* Begin Given records *
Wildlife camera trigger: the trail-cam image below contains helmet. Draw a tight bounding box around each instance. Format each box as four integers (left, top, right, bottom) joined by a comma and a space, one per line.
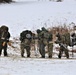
36, 29, 41, 33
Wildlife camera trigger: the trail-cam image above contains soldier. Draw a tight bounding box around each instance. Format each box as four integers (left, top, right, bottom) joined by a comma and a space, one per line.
20, 30, 32, 57
71, 26, 76, 46
48, 31, 53, 58
0, 25, 10, 56
57, 29, 70, 58
37, 27, 53, 58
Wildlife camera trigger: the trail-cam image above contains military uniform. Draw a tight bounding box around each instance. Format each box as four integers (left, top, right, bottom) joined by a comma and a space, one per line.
0, 26, 10, 56
38, 27, 53, 58
58, 32, 70, 58
20, 30, 32, 57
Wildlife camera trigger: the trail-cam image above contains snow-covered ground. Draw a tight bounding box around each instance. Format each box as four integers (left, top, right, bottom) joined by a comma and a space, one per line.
0, 0, 76, 36
0, 0, 76, 75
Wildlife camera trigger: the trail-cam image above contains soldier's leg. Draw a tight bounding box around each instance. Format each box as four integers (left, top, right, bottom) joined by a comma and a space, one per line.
58, 46, 64, 58
41, 44, 45, 58
20, 44, 24, 57
0, 46, 2, 56
48, 43, 53, 58
38, 44, 41, 54
26, 46, 30, 57
65, 49, 69, 58
3, 44, 8, 56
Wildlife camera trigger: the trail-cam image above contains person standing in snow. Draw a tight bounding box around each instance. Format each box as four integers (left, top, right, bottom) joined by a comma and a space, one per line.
0, 25, 10, 56
37, 27, 53, 58
56, 29, 70, 58
20, 30, 32, 57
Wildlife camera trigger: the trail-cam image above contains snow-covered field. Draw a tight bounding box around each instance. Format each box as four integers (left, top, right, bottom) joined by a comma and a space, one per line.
0, 0, 76, 75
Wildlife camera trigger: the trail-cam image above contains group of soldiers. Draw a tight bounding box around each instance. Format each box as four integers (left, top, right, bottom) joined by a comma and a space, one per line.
0, 25, 76, 58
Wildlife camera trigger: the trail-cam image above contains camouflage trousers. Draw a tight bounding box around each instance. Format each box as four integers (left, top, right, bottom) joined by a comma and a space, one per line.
48, 43, 53, 58
0, 40, 7, 56
58, 46, 69, 58
39, 43, 45, 58
20, 43, 30, 57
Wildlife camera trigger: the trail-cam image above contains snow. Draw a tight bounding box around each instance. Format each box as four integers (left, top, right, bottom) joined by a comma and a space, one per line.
0, 0, 76, 75
0, 0, 76, 37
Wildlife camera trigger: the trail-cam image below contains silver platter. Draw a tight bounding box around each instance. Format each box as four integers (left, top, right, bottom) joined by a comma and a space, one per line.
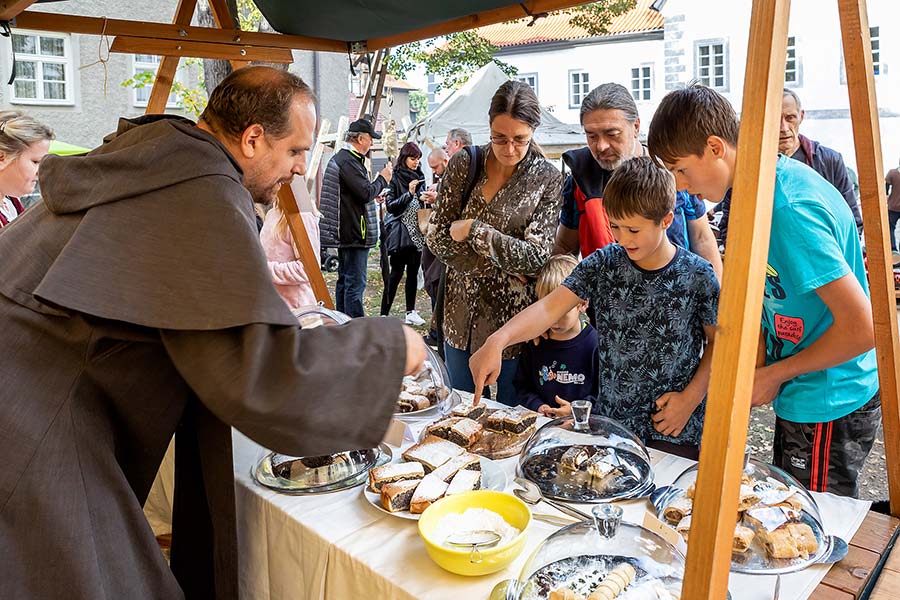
251, 443, 393, 495
650, 486, 848, 575
519, 444, 653, 504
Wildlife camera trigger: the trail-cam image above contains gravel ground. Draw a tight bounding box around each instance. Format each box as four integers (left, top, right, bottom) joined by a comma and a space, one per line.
325, 251, 888, 500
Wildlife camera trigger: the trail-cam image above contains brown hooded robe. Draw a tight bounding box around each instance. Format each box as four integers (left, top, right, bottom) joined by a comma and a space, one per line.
0, 116, 406, 600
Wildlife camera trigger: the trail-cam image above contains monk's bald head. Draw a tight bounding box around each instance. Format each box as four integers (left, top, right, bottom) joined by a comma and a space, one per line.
200, 66, 315, 139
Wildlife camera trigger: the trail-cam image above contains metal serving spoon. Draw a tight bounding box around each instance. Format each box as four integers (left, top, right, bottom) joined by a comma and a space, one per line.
513, 477, 593, 521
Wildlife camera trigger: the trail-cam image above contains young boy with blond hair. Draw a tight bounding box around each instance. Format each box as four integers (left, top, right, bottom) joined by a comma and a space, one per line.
513, 254, 598, 417
470, 158, 719, 458
648, 85, 881, 496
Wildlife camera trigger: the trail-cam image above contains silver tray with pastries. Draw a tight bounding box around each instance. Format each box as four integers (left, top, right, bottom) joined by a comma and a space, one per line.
251, 443, 393, 494
518, 400, 654, 503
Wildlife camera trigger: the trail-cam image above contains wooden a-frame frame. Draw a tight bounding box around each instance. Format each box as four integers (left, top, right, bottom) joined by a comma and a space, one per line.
0, 0, 900, 600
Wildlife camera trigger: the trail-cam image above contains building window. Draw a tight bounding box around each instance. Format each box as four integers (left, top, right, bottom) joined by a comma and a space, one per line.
569, 71, 591, 108
784, 36, 800, 85
133, 54, 180, 108
631, 65, 653, 101
694, 40, 728, 91
10, 33, 73, 104
516, 73, 537, 96
869, 27, 881, 75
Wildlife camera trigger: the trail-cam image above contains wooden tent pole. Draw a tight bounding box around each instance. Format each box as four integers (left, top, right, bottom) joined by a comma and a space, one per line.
278, 181, 334, 309
838, 0, 900, 516
372, 48, 391, 125
681, 0, 790, 600
356, 50, 384, 121
145, 0, 197, 115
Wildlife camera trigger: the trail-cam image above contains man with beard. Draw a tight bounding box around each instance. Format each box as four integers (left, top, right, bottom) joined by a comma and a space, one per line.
419, 146, 450, 346
554, 83, 722, 278
319, 119, 393, 317
0, 67, 424, 600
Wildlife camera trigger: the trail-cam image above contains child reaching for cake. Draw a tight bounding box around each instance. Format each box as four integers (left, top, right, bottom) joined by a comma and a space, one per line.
513, 255, 599, 418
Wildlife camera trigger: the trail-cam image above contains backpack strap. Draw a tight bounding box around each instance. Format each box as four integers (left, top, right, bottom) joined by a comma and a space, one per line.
459, 146, 484, 213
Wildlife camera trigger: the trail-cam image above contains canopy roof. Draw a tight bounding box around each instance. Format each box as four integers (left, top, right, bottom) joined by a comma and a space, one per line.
409, 62, 585, 148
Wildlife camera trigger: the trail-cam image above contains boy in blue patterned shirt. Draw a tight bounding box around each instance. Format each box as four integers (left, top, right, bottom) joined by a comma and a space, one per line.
470, 158, 719, 458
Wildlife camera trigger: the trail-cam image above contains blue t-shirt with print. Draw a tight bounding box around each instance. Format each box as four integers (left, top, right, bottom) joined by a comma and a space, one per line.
762, 156, 878, 423
563, 244, 719, 445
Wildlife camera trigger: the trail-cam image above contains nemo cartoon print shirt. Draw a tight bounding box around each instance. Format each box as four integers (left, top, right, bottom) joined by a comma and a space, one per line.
762, 156, 878, 423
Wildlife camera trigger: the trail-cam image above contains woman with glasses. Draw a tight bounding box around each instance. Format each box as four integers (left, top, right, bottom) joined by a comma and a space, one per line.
427, 81, 562, 405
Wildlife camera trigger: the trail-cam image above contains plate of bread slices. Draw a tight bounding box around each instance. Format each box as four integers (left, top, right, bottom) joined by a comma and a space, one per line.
363, 436, 507, 520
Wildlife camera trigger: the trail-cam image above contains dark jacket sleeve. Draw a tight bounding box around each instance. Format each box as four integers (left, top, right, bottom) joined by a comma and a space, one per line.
341, 160, 388, 206
818, 146, 862, 226
513, 342, 545, 411
160, 319, 406, 456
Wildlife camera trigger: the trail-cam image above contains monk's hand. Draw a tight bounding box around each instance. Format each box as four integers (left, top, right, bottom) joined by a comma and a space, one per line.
652, 392, 703, 437
403, 325, 425, 375
469, 338, 503, 406
450, 219, 472, 242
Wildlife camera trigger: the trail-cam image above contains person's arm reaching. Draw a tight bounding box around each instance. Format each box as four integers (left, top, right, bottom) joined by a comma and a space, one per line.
687, 213, 722, 281
469, 286, 584, 403
160, 319, 425, 456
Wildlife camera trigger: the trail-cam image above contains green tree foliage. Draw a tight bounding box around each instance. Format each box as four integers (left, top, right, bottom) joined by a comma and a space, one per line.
* End Given records *
## Set task
Could you reproduce only the part of the listing running from the line that contains "above contains canopy" down to the line that contains "563, 244, 719, 445", both ends included? Keep the requests unchanged, and scale every bounding-box coordinate by 2.15, rounding to the nearest whole number with halves going up.

## Answer to this problem
Wildlife camera trigger: the trail-cam image above contains canopy roof. Draw a tight bounding box around each instance. Format each box as four integers (left, top, right, bottom) joined by a comma and a space, one per line.
879, 133, 1258, 318
Wildlife camera trigger: the trail-cam image above contains boy in blue patterned shirt. Draw a tight bounding box around each instance. Format each box as four integers (left, top, right, bottom) joined by a comma and a space, one per line.
1011, 340, 1546, 985
Wildlife camera trigger: the trail-cam image above contains blue t-shirt with print. Draw a tight bounding box around each instance. Format each box as four integers (left, top, right, bottom) joined by a comma and a space, one per line.
1638, 335, 1888, 909
1210, 525, 1546, 957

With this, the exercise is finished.